Referring expression pointing data:
■ ■ ■ ■
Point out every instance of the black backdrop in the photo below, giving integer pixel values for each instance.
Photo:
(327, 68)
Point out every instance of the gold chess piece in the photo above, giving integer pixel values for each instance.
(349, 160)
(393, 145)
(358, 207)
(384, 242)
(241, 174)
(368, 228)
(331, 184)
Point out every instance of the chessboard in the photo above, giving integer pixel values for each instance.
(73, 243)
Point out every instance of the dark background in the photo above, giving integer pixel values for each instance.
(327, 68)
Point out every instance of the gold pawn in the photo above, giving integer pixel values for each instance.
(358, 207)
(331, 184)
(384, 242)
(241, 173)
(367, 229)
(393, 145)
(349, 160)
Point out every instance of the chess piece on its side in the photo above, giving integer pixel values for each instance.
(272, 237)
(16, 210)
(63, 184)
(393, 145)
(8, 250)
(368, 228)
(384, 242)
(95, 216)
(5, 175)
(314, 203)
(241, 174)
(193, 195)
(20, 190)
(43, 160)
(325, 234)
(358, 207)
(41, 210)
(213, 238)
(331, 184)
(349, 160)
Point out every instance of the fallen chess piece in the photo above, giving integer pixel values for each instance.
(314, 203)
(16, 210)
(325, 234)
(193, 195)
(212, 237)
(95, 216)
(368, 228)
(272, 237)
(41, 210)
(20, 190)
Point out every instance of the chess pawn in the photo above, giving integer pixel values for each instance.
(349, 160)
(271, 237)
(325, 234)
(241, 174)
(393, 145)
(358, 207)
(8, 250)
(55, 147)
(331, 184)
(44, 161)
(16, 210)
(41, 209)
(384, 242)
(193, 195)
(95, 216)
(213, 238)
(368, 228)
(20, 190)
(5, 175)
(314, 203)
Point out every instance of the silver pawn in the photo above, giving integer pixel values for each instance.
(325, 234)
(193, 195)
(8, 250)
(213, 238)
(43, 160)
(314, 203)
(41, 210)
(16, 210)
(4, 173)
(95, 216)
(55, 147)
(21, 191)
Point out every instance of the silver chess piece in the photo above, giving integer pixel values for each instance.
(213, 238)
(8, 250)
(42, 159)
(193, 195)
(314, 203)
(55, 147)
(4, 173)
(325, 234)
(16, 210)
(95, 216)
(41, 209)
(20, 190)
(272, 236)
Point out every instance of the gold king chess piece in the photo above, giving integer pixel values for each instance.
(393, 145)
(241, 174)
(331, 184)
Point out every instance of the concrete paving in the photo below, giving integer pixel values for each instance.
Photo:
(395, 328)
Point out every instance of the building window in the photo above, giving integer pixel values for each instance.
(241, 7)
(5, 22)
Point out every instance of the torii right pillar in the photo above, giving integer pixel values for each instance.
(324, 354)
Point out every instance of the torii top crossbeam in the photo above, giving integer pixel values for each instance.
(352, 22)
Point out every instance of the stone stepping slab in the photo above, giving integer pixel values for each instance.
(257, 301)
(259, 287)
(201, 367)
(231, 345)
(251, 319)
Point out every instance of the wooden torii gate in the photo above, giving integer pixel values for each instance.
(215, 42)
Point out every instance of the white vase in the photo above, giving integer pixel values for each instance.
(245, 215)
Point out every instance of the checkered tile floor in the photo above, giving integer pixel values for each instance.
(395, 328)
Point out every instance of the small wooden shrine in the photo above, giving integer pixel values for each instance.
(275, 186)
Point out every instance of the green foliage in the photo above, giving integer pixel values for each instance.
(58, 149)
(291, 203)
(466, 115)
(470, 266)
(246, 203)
■ ■ ■ ■
• HOW TO COMPLETE THIS TASK:
Note each line above that contains "below" and copy it out.

• WRITTEN SOLUTION:
Point out every instance of the black backdrop in the photo below, giving integer pixel values for each instance.
Point out every instance of the concrete paving in the photo below, giving integer pixel values for each instance.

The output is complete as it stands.